Job
Extend the forum thread on re-locating in August, starting after its last post.
## Begin Reading passage
# re-locating in august - help!!!



## graysue (Jun 27, 2015)

Can any-one Moraira/Javea area offer us a reasonable 1 bed rent, spare studio or under-build for approx. 1 month [probably August] whilst we house-hunt in the area?
Thanks Graham & Sue:confused2:


----------



## madampicasso (Jun 28, 2015)

No, can`t offer a place to stay in august ........ but just saying `hello` because I`m househunting in Costa brava, to move there at the end of august too. goodluck, Teresa


----------



## Williams2 (Sep 15, 2013)

madampicasso said:


> No, can`t offer a place to stay in august ........ but just saying `hello` because I`m househunting in Costa brava, to move there at the end of august too. goodluck, Teresa


Come to Asturias - it's nice & sunny but cool up here. :lol:


----------



## madampicasso (Jun 28, 2015)

Where is Asturias?
## End Reading passage
## Begin Extracted records
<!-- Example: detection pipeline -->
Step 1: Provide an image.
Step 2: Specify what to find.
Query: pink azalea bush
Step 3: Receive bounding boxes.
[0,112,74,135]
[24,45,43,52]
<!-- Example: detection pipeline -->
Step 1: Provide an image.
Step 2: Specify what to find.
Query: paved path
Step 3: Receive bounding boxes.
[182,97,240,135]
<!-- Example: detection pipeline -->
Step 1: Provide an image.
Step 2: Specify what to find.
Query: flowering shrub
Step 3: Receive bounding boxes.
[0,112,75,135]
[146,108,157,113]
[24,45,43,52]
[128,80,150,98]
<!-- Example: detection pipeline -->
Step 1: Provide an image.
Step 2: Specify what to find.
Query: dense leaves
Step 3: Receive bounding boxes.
## End Extracted records
Result for this task
----------



## jojo (Sep 20, 2007)

August isnt a good time to find one month rentals as its the main holiday season. If you are lucky enough to find one, I doubt it would be cheap

I suppose postponing for a month woul be out of the question??? As that would make it easier 

Jo xxx


----------



## jojo (Sep 20, 2007)

madampicasso said:


> Where is Asturias?



Northern Spain 

Jo xxx


----------



## Williams2 (Sep 15, 2013)

madampicasso said:


> Where is Asturias?


What's this - Where is Asturias ? - indeed !!! - what a cheek !!!

:welcome:

Let me enlighten you.


----------



## madampicasso (Jun 28, 2015)

Yes , I had heard of it but no recall of where. What`s it like? I am going to live in Lloret de Mar. at least that`s my plan.teresa


----------



## jojo (Sep 20, 2007)

madampicasso said:


> Yes , I had heard of it but no recall of where. What`s it like? I am going to live in Lloret de Mar. at least that`s my plan.teresa


So what do you plan to do in Lloret de mar?? Are you coming with family? Retiring? Have work lined up???

Jo xxx


----------



## madampicasso (Jun 28, 2015)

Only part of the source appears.